**WORK INSTRUCTIONS**
Please recast every line of the records below as a numbered list, skipping blank lines. Leave the pictures out of your answer.

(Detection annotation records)
● ● ● ●
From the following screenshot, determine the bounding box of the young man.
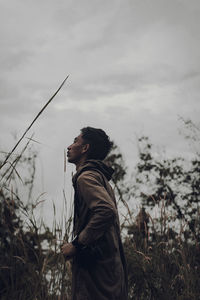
[62,127,127,300]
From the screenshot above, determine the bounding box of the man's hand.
[61,243,76,259]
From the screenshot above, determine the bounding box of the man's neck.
[76,157,87,171]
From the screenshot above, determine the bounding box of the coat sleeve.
[77,171,117,246]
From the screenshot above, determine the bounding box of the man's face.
[67,134,85,164]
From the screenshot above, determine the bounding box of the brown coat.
[72,160,127,300]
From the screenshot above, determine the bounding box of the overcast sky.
[0,0,200,223]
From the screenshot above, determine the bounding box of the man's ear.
[82,144,90,153]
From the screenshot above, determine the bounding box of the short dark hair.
[81,126,113,160]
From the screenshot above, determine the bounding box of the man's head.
[68,127,112,165]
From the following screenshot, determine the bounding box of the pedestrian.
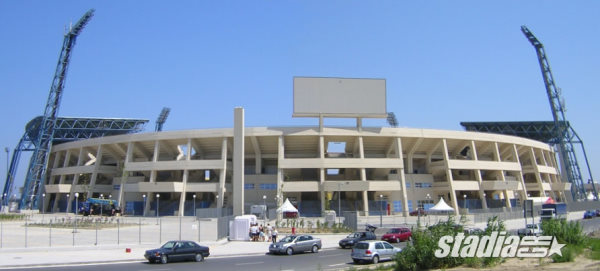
[267,224,273,242]
[271,227,277,243]
[258,224,265,242]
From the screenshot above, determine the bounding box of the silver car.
[269,235,321,255]
[351,241,402,264]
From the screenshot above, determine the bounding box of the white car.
● ● ● ●
**ANSWER BELOW**
1. From the following screenshot, determine the bounding box of the young man.
2. [62,127,127,300]
3. From the screenshot above, determine the bounding box of the man's hand.
4. [61,243,76,259]
5. From the screenshot above, determine the bounding box of the man's neck.
6. [76,157,87,171]
7. From the screenshot above, determine the bounding box of the coat sleeve.
8. [77,171,117,246]
9. From the screenshot above, determine the bounding box of the man's face.
10. [67,134,85,164]
11. From the screenshot above, determine the bounding box of the brown coat.
12. [72,160,127,300]
13. From the screenshot above, determine the bounding box of the overcast sky.
14. [0,0,200,223]
15. From the screenshot above, determine the bounding box of the man's ear.
16. [82,144,90,153]
17. From the screenshot above, determine the bounding box of the short dark hair.
18. [81,126,113,160]
19. From the screenshot above, determine the bounding box of the man's head.
20. [68,127,112,165]
21. From the following screenshot, determine the bounding box of the pedestrian.
22. [267,224,273,242]
23. [271,227,277,243]
24. [258,224,265,242]
25. From the screenshot above, determine the bounding box of the silver car.
26. [269,235,321,255]
27. [351,241,402,264]
28. From the screenshot above, determine the bounding box of the white car.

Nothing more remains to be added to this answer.